Villagers occupy World Bank dam site in Thailand in desperate attempt to protect the “Kingdom of the fish”
April 1, 1993
Angry villagers occupied the construction site of the Pak Mun dam in Thailand March 3 to 6 in a desperate attempt to stop construction and prevent dynamiting of the Kaeng Taad Hua Phu rapids located in one of Thailand’s most famous national parks.
Their occupation is the latest flare-up in the controversy that has plagued the World Bank-funded dam since 1991, when the Bank approved a US$54 million loan to build the dam at a site known as the “Kingdom of the Fish.”
The rapids – created by unusual rock formations – provide an important habitat for fish. Dynamiting the riverbed destroys not only the unusual rock formations, but also the
fisheries and the livelihoods of thousands of villagers. Since dam construction and dynamiting began last year, fish catches have fallen by 90 percent.
EGAT – the electrical utility responsible for building the Pak Mun dam – never told the Thai public, the Mun River villagers, or even park staff that it would be blasting the rapids.
The Pak Mun Dam
The dam on the Mun River – a major tributary of the Mekong – is expected to generate an average of just 34 megawatts of electricity, but will also displace 262 families, change the way of life for thousands more, and flood good rice farmland in the process. The villagers, joined by academics, doctors, and environmental groups, have campaigned against the dam from its inception. Ironically, the World Bank – which promotes itself as the green bank – continues to support the dam, even though the dam is destroying a vital fish habitat, and despite the associated dynamiting of the Kaeng Tana National Park, which is renowned for its unusual geomorphology and archeological ruins.

[Stored data entries]
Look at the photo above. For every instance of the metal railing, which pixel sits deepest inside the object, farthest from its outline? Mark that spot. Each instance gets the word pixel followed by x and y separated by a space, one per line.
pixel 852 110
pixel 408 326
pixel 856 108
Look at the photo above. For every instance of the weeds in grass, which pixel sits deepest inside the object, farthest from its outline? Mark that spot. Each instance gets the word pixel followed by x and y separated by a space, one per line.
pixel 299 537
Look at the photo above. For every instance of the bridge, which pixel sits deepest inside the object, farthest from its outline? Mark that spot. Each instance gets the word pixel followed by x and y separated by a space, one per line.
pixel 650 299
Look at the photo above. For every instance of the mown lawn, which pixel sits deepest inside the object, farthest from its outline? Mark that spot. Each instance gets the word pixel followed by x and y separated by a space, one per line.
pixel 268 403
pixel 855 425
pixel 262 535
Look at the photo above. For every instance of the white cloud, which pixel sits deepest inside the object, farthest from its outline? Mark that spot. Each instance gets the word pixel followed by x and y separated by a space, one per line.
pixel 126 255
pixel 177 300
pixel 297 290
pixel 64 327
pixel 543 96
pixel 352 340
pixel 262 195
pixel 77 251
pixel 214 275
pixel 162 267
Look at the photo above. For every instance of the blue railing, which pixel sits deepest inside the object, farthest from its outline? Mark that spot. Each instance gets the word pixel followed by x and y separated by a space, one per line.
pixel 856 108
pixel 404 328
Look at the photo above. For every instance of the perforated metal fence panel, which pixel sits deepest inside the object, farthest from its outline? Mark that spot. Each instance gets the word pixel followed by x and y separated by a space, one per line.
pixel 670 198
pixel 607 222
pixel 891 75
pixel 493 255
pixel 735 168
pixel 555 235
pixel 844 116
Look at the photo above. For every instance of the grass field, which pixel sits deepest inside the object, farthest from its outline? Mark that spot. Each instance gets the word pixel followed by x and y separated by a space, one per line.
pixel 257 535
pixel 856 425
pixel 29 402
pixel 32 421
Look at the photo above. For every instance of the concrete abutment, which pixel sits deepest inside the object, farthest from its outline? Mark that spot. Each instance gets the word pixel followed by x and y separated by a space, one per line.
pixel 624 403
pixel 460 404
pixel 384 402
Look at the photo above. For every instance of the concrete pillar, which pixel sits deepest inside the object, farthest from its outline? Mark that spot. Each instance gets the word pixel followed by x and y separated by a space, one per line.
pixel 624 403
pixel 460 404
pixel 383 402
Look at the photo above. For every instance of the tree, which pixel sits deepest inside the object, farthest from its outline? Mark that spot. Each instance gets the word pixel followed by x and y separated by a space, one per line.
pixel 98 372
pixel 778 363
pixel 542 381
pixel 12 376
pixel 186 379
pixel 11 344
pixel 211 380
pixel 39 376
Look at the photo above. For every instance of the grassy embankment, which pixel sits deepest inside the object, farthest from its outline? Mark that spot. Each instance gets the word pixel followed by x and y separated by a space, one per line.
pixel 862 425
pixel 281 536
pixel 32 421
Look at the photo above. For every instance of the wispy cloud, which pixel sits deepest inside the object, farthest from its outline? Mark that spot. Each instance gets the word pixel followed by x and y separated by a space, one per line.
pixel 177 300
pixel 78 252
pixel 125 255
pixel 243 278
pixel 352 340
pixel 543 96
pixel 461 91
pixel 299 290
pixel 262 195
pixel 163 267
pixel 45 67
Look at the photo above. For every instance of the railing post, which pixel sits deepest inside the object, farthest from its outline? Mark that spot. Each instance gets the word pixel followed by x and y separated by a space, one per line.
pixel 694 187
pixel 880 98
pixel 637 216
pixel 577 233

(EXERCISES TO COMPLETE):
[A] According to the Pak Mun dam article, why does dynamiting the riverbed endanger the villagers' livelihoods? Answer in one to three sentences.
[B] In the Pak Mun dam article, swap "rock formations" for "stone formations" in the passage from "The rapids –" up to and including "by 90 percent.".
[C] Supply the next part of the Pak Mun dam article, picking up after its final sentence.
The items have nothing to do with this.

(ANSWERS FOR THE EXERCISE):
[A] The rapids, formed by unusual rock formations, are an important habitat for fish. Blasting the riverbed destroys those formations and the fisheries that thousands of villagers depend on. Fish catches have fallen by 90 percent since the dynamiting began.

[B]
The rapids – created by unusual stone formations – provide an important habitat for fish. Dynamiting the riverbed destroys not only the unusual stone formations, but also the
fisheries and the livelihoods of thousands of villagers. Since dam construction and dynamiting began last year, fish catches have fallen by 90 percent.

[C]
Police Beat Protesters
After campagning against the dam for over a year with no reaction from the government or the World Bank, the desperate villagers marched on the dam site and occupied it. For 4 days, 500 of them managed to halt dam construction. Their intention was to stay put until the government promised to guarantee protection of the fisheries. They said that if the dynamiting is stopped now the fisheries could be saved: villagers plan to rebuild the rapids and restore the fish habitat by carrying the blasted rocks back into the river.
The government, meanwhile, ignored the villagers demands and called in the police and brutally dispersed the protestors. According to reports in the Thai press, the police injured more than 30 people, including women and children, three seriously.
At last report, about 30 villagers remained camped outside the Thai Parliament demanding that disputes with EGAT be settled by an arbitration panel.
Old Promises
The public outcry over the police brutality at Pak Mun prompted EGAT to finally meet with the villagers and to come to a settlement of sorts. EGAT has apparently agreed to give fair compensation to affected villagers within 30 days, build new houses for villagers displaced by the dam, study the dam’s impact on the fish, and pay for medical expenses if there is an outbreak of worm diseases. While EGAT’s offer sounds like progress, it is not. It is precisely what EGAT was obliged to do when it signed the World Bank loan in 1991. EGAT’s smoke and mirrors tactic substantiates fears that it will not fulfil its promises in the future.
More important, EGAT and the Thai government have yet to meet the fundamental demand of the Mun River villagers to guarantee to protect the villagers fisheries and
livelihoods. All the new houses and fish studies in the world will not save the rapids and the fisheries. Meanwhile, dam construction continues, as does dynamiting a 200-metre-wide channel in the Kaeng Taad Hua Phu rapids located within the boundaries of the national park, in violation of World Bank policy and the Thai National Parks Act.